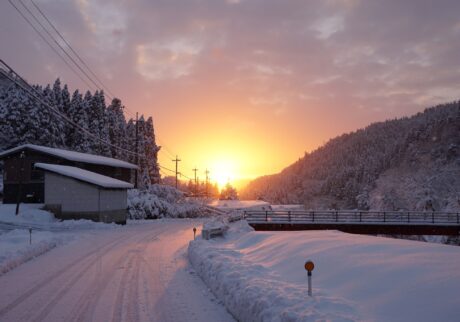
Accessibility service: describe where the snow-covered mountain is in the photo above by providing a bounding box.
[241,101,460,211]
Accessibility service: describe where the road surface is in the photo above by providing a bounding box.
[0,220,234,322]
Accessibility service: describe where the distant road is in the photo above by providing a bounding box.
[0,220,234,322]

==

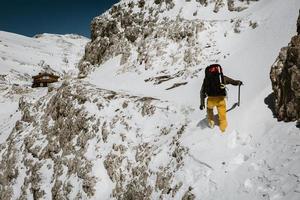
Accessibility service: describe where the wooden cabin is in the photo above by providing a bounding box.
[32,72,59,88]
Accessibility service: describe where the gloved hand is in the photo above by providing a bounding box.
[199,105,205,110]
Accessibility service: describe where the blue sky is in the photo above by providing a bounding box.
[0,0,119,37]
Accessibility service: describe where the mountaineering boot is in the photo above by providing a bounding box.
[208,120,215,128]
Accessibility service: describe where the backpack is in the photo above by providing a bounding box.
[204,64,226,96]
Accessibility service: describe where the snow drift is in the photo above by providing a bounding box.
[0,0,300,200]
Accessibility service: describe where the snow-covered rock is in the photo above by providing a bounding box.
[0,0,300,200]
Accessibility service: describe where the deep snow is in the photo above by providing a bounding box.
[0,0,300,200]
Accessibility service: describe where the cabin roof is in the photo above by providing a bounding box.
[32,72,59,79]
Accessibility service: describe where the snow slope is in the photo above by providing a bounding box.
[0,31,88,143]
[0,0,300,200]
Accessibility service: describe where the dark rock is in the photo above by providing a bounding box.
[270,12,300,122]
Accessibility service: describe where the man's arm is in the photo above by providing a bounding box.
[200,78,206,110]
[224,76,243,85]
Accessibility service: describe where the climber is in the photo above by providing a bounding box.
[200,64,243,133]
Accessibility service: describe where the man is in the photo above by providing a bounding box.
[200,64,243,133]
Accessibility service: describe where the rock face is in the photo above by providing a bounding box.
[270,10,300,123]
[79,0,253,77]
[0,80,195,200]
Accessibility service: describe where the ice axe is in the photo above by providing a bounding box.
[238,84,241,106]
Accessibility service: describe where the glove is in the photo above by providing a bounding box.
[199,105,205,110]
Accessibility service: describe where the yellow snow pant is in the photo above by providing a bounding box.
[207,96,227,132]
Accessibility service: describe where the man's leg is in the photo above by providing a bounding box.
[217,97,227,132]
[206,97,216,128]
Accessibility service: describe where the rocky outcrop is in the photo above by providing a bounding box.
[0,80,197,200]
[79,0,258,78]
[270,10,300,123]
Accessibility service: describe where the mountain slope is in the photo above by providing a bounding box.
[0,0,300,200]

** EXERCISE INSTRUCTIONS **
Please count the lines of the data above that contain the string "slope", and give only that number.

** SOLUTION TO THE PROBLEM **
2